■ **EXERCISE GOAL**
Copy the listing out exactly as shown.

RECORDS Block Start

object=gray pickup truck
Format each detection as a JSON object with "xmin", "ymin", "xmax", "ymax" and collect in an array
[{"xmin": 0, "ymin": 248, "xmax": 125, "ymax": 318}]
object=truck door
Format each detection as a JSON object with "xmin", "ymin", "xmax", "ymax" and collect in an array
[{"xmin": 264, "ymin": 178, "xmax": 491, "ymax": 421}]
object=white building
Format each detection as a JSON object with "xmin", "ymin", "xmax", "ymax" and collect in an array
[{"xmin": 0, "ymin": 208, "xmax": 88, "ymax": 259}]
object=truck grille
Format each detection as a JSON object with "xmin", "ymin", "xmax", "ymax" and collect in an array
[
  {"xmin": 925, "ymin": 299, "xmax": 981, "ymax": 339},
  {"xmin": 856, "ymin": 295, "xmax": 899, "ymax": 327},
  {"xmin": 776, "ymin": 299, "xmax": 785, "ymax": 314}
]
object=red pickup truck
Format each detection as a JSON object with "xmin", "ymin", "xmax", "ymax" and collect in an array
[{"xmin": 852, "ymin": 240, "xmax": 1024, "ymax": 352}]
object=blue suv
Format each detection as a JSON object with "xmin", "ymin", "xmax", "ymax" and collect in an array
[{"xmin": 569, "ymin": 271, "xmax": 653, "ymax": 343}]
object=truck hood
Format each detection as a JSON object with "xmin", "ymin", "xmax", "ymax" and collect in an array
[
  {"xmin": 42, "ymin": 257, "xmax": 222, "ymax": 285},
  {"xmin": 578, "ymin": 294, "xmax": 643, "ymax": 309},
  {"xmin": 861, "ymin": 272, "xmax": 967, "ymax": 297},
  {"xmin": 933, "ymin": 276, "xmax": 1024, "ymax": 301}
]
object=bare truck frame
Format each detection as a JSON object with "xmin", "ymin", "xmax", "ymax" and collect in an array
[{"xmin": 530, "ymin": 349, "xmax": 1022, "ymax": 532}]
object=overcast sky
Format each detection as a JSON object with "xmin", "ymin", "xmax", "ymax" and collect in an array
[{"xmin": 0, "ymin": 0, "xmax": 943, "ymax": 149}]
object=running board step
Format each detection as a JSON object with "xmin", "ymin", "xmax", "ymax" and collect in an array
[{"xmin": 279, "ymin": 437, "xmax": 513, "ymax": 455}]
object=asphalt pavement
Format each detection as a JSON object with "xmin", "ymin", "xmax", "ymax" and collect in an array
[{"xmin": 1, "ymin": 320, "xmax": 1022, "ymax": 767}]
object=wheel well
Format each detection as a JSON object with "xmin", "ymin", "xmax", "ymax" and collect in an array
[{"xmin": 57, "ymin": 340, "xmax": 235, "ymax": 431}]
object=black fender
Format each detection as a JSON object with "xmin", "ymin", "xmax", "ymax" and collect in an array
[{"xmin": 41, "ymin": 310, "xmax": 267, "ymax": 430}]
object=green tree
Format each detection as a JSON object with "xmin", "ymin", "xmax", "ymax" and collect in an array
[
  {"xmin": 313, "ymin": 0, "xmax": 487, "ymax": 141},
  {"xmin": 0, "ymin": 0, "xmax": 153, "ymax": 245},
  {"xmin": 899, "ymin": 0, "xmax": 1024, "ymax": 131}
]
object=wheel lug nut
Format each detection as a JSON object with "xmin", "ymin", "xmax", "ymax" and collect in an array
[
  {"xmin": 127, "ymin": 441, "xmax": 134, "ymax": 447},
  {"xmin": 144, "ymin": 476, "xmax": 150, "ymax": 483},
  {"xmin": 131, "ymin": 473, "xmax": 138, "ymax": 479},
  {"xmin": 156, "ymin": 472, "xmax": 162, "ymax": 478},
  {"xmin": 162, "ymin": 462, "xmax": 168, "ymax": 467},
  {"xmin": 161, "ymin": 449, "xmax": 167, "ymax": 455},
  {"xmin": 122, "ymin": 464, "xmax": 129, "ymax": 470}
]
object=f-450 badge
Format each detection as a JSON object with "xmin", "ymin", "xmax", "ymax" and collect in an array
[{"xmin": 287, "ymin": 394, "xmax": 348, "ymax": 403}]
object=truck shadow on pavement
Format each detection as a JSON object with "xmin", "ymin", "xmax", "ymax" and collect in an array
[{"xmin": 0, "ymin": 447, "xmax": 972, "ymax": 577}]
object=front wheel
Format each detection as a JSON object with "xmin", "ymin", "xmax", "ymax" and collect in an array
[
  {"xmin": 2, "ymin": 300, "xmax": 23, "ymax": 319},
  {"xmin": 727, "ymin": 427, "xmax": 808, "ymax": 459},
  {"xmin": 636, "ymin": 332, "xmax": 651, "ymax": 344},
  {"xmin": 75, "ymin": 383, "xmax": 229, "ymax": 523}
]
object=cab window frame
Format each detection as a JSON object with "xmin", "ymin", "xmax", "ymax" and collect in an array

RECORDS Block End

■ **OUTPUT FOR THIS TASK**
object=gray pickup truck
Format each detection as a JSON object with "xmin", "ymin", "xmax", "ymax" and collect in an array
[{"xmin": 0, "ymin": 248, "xmax": 125, "ymax": 318}]
object=truck door
Format each detection as a JSON object with "xmin", "ymin", "xmax", "ymax" and collect in an array
[{"xmin": 264, "ymin": 178, "xmax": 491, "ymax": 421}]
object=white building
Format each detection as a JSON object with "xmin", "ymin", "xmax", "ymax" and collect in an array
[{"xmin": 0, "ymin": 208, "xmax": 88, "ymax": 259}]
object=truck grille
Format each detection as a JSON object with "xmin", "ymin", "xmax", "ymax" and collect in an array
[
  {"xmin": 925, "ymin": 299, "xmax": 981, "ymax": 339},
  {"xmin": 856, "ymin": 295, "xmax": 899, "ymax": 327},
  {"xmin": 776, "ymin": 299, "xmax": 785, "ymax": 314}
]
object=red pickup truck
Format each detection as a JSON object with "xmin", "ymin", "xmax", "ymax" and collect in an array
[{"xmin": 852, "ymin": 240, "xmax": 1024, "ymax": 352}]
object=blue suv
Format each detection as a JSON object with "xmin", "ymin", "xmax", "ymax" and collect in an array
[{"xmin": 569, "ymin": 271, "xmax": 653, "ymax": 343}]
object=truck hood
Format each detection as a JSON object with "xmin", "ymin", "xmax", "ymax" and collect in an array
[
  {"xmin": 42, "ymin": 257, "xmax": 222, "ymax": 285},
  {"xmin": 578, "ymin": 294, "xmax": 643, "ymax": 309},
  {"xmin": 861, "ymin": 272, "xmax": 967, "ymax": 297},
  {"xmin": 933, "ymin": 276, "xmax": 1024, "ymax": 301}
]
object=bare truck frame
Format each detection as a JSON object with "xmin", "ymin", "xmax", "ymax" and collect in an array
[{"xmin": 530, "ymin": 349, "xmax": 1022, "ymax": 532}]
object=overcast sky
Format each detection as a JSON object with "xmin", "ymin", "xmax", "ymax" and collect in an array
[{"xmin": 0, "ymin": 0, "xmax": 943, "ymax": 149}]
object=running board step
Format each detection as a JSON object with "xmin", "ymin", "xmax", "ymax" and collect in an array
[{"xmin": 279, "ymin": 437, "xmax": 513, "ymax": 455}]
object=asphalt pavement
Format each detection as a JSON object with "xmin", "ymin", "xmax", "ymax" and collect in an array
[{"xmin": 1, "ymin": 320, "xmax": 1022, "ymax": 767}]
object=wheel well
Format each detection as a JSON object with "xmin", "ymin", "xmax", "ymax" and collect in an array
[{"xmin": 57, "ymin": 340, "xmax": 235, "ymax": 431}]
object=black fender
Format each detection as a JSON object with "xmin", "ymin", "xmax", "ymax" and collect in an array
[{"xmin": 41, "ymin": 310, "xmax": 267, "ymax": 430}]
object=green tree
Format each detection as a JSON object with "xmin", "ymin", "xmax", "ymax" and collect in an array
[
  {"xmin": 313, "ymin": 0, "xmax": 487, "ymax": 141},
  {"xmin": 0, "ymin": 0, "xmax": 153, "ymax": 245},
  {"xmin": 899, "ymin": 0, "xmax": 1024, "ymax": 131}
]
object=wheel lug nut
Format each detection as a JSON object with "xmin", "ymin", "xmax", "ymax" and collect in an array
[
  {"xmin": 127, "ymin": 441, "xmax": 134, "ymax": 447},
  {"xmin": 144, "ymin": 476, "xmax": 150, "ymax": 483},
  {"xmin": 131, "ymin": 473, "xmax": 138, "ymax": 479},
  {"xmin": 156, "ymin": 472, "xmax": 162, "ymax": 478},
  {"xmin": 162, "ymin": 462, "xmax": 168, "ymax": 467},
  {"xmin": 161, "ymin": 449, "xmax": 167, "ymax": 455},
  {"xmin": 122, "ymin": 464, "xmax": 129, "ymax": 470}
]
object=f-450 badge
Format each detection as a JSON object with "xmin", "ymin", "xmax", "ymax" and collect in an array
[{"xmin": 287, "ymin": 394, "xmax": 348, "ymax": 403}]
object=truck shadow on pavement
Format each detection as a JSON object with "xmin", "ymin", "xmax", "ymax" and collect in an array
[{"xmin": 0, "ymin": 447, "xmax": 972, "ymax": 577}]
object=front wheel
Format each detection as a JSON object with "xmin", "ymin", "xmax", "ymax" and collect in an array
[
  {"xmin": 2, "ymin": 300, "xmax": 23, "ymax": 319},
  {"xmin": 727, "ymin": 427, "xmax": 808, "ymax": 459},
  {"xmin": 636, "ymin": 332, "xmax": 651, "ymax": 344},
  {"xmin": 75, "ymin": 383, "xmax": 229, "ymax": 523}
]
object=cab window frame
Format each detection as a JSON object with "xmin", "ymin", "xmax", "ymax" and collect in an array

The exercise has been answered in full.